GIVEN PROBLEM: Pull out each line of the records containing the string "jacket". Case counts, so only matches with identical capitalization qualify.

DATA:
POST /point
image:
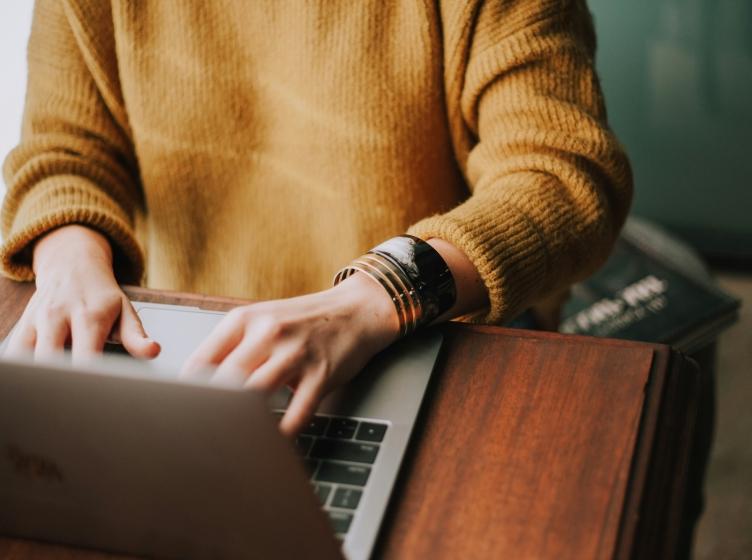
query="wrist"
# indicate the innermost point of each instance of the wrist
(371, 305)
(70, 244)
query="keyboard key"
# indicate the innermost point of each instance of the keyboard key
(303, 443)
(345, 451)
(340, 521)
(322, 491)
(370, 431)
(316, 426)
(354, 475)
(310, 465)
(342, 428)
(346, 498)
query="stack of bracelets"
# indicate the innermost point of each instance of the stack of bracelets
(414, 275)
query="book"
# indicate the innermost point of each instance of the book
(652, 288)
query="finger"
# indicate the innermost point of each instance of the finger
(88, 334)
(304, 402)
(52, 332)
(131, 331)
(222, 340)
(22, 341)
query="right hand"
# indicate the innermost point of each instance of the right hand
(77, 301)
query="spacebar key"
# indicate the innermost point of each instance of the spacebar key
(344, 474)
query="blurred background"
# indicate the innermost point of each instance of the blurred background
(678, 81)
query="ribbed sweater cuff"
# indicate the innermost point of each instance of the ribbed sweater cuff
(59, 201)
(505, 246)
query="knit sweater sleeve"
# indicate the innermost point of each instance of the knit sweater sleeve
(550, 184)
(75, 162)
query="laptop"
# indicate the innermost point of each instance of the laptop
(123, 455)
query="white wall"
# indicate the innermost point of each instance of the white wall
(15, 23)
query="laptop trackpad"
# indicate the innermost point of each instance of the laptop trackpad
(180, 330)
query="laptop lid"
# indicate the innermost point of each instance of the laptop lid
(110, 456)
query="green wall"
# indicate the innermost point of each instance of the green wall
(678, 81)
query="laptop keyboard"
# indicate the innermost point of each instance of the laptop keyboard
(339, 454)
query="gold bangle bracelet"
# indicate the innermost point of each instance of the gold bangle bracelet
(406, 289)
(376, 276)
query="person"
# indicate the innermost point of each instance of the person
(254, 149)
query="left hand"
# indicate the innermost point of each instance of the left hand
(312, 343)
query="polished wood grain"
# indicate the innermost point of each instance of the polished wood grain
(530, 445)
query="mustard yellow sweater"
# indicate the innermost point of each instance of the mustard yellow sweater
(252, 148)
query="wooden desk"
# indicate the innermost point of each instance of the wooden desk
(530, 445)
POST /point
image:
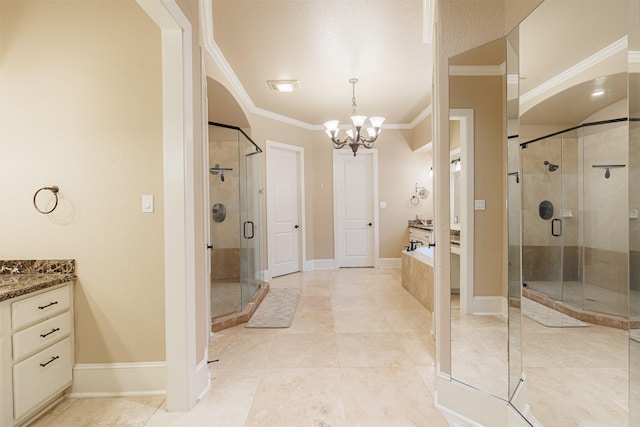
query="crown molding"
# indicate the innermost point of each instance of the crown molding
(575, 70)
(206, 14)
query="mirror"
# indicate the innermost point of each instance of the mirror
(634, 221)
(575, 148)
(479, 335)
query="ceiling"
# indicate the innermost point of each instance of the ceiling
(324, 43)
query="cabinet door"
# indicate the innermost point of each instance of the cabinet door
(41, 376)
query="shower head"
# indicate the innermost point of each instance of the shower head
(551, 166)
(219, 170)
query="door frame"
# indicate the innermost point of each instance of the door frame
(337, 204)
(302, 241)
(465, 117)
(187, 372)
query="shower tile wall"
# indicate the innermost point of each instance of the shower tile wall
(634, 204)
(595, 251)
(606, 208)
(225, 258)
(541, 250)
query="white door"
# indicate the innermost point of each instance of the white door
(283, 194)
(354, 209)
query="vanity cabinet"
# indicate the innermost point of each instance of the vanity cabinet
(420, 235)
(37, 351)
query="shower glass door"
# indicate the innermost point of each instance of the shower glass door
(542, 227)
(250, 213)
(236, 200)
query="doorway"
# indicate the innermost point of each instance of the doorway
(355, 196)
(285, 208)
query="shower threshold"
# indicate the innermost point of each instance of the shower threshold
(234, 319)
(595, 318)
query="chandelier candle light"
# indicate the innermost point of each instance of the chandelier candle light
(354, 138)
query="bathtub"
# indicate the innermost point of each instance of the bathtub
(424, 254)
(417, 275)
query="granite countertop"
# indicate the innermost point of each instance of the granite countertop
(25, 276)
(414, 224)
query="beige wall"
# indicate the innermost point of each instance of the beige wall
(422, 134)
(81, 109)
(486, 96)
(192, 12)
(399, 170)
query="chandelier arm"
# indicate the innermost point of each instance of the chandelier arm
(337, 143)
(369, 140)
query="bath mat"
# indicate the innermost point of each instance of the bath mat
(547, 316)
(276, 309)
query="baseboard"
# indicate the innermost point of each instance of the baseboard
(324, 264)
(390, 262)
(119, 379)
(203, 379)
(495, 306)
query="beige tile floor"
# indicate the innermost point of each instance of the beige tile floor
(359, 353)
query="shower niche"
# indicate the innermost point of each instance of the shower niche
(235, 221)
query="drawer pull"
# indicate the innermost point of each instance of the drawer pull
(52, 359)
(49, 333)
(42, 307)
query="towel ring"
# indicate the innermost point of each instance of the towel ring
(54, 190)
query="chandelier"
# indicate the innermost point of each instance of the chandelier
(355, 138)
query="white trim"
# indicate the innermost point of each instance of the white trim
(466, 206)
(324, 264)
(299, 151)
(119, 379)
(572, 72)
(478, 70)
(428, 20)
(179, 202)
(488, 305)
(420, 117)
(390, 263)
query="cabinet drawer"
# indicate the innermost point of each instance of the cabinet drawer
(41, 335)
(39, 307)
(34, 383)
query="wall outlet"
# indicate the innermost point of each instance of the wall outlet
(147, 203)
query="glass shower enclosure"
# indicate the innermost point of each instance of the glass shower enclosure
(236, 217)
(575, 214)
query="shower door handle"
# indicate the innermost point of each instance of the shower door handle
(244, 231)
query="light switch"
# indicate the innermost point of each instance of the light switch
(147, 203)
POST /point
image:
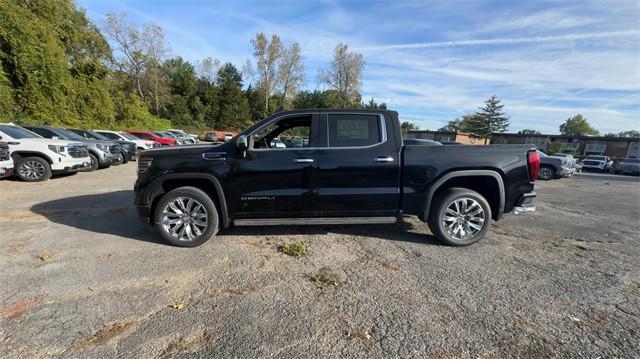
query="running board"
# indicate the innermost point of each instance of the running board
(313, 221)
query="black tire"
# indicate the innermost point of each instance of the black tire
(93, 163)
(443, 201)
(33, 169)
(120, 160)
(546, 173)
(210, 212)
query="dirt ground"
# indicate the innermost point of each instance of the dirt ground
(82, 277)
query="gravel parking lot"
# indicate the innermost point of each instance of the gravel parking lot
(82, 277)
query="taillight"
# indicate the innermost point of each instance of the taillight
(533, 160)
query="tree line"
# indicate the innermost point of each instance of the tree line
(59, 68)
(491, 119)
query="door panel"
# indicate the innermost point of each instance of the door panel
(359, 174)
(277, 181)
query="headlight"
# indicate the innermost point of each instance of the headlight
(58, 149)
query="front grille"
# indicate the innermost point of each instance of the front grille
(78, 151)
(114, 149)
(4, 152)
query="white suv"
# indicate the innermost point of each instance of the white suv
(123, 136)
(37, 158)
(6, 162)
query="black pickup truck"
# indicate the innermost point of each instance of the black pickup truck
(339, 167)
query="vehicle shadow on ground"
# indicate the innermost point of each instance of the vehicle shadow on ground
(113, 213)
(593, 176)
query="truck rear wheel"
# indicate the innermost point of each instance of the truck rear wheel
(459, 217)
(33, 169)
(186, 217)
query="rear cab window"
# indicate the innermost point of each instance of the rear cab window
(354, 130)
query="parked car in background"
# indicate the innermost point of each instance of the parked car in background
(148, 135)
(165, 134)
(6, 162)
(553, 167)
(123, 136)
(447, 143)
(102, 153)
(597, 163)
(353, 169)
(190, 139)
(183, 139)
(209, 136)
(420, 142)
(128, 149)
(572, 161)
(628, 166)
(36, 158)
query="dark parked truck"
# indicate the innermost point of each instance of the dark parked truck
(350, 167)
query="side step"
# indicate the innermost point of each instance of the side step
(313, 221)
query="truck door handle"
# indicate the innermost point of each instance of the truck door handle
(384, 159)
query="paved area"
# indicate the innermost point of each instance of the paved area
(81, 277)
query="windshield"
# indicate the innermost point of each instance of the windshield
(128, 136)
(69, 135)
(97, 136)
(17, 132)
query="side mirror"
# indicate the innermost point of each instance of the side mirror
(242, 143)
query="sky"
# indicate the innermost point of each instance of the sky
(433, 61)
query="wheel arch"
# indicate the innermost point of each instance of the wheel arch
(206, 182)
(17, 155)
(481, 181)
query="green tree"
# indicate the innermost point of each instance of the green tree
(233, 107)
(52, 59)
(344, 75)
(489, 119)
(464, 124)
(373, 105)
(528, 131)
(407, 127)
(630, 133)
(577, 126)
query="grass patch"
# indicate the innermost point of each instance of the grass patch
(294, 249)
(324, 278)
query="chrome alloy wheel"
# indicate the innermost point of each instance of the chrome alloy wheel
(184, 218)
(463, 218)
(32, 170)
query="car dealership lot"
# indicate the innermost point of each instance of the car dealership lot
(81, 276)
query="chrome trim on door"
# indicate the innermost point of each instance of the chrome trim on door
(313, 221)
(384, 159)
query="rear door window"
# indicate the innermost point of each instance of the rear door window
(354, 130)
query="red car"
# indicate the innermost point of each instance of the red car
(147, 135)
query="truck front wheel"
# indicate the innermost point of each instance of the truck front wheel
(186, 217)
(33, 169)
(459, 217)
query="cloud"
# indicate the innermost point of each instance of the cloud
(502, 41)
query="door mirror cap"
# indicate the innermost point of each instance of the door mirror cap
(242, 143)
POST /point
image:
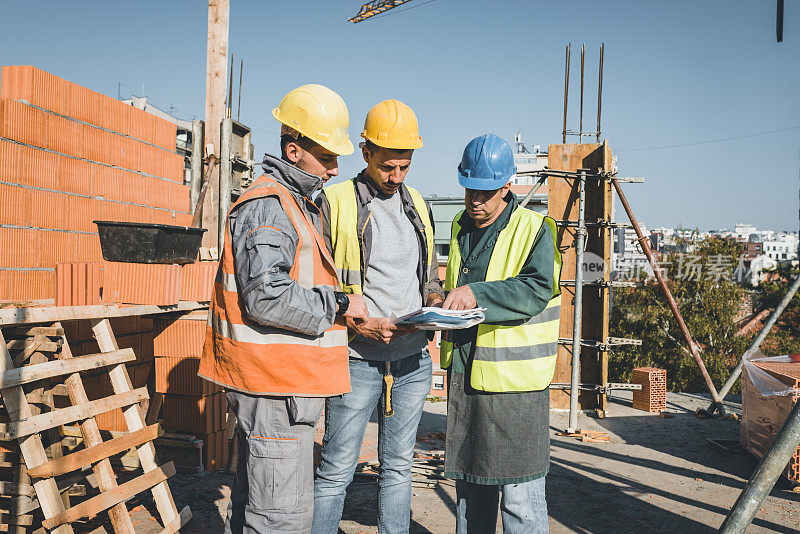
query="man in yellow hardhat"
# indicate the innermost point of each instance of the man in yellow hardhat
(276, 339)
(381, 236)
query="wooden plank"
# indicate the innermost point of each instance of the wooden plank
(90, 432)
(49, 331)
(118, 495)
(9, 488)
(11, 519)
(31, 446)
(179, 522)
(33, 373)
(64, 416)
(39, 343)
(121, 382)
(91, 455)
(51, 314)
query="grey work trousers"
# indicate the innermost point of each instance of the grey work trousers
(274, 486)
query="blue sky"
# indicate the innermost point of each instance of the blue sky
(676, 73)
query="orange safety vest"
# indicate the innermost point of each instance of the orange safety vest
(243, 355)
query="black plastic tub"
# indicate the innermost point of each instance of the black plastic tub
(148, 243)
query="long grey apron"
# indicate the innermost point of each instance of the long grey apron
(496, 438)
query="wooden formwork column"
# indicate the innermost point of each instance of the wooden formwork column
(216, 86)
(562, 205)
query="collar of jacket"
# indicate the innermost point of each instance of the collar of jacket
(365, 192)
(468, 225)
(297, 181)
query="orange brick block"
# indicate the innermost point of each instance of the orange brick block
(55, 247)
(77, 284)
(9, 162)
(197, 280)
(653, 395)
(15, 202)
(173, 167)
(139, 283)
(178, 376)
(182, 337)
(193, 414)
(215, 450)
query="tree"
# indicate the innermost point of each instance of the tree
(708, 298)
(784, 337)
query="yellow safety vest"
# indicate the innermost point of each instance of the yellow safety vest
(519, 357)
(347, 253)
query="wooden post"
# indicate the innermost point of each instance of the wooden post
(216, 71)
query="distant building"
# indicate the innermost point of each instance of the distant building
(183, 140)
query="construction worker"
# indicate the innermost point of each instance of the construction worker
(273, 341)
(503, 258)
(381, 237)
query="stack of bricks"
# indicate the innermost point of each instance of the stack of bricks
(653, 395)
(79, 284)
(191, 405)
(69, 156)
(131, 332)
(764, 416)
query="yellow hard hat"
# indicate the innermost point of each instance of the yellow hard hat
(319, 114)
(392, 124)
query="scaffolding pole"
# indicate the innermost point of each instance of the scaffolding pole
(764, 477)
(580, 239)
(757, 341)
(670, 299)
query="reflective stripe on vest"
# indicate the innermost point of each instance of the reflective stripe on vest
(243, 355)
(520, 357)
(345, 236)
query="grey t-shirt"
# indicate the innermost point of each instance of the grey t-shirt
(391, 283)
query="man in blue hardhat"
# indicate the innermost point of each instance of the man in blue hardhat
(503, 257)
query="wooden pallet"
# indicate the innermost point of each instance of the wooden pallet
(33, 358)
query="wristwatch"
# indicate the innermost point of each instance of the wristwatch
(342, 302)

RESULT BELOW:
query="collar of jacket"
# indicate the innermost point of each instance of the collar of jacket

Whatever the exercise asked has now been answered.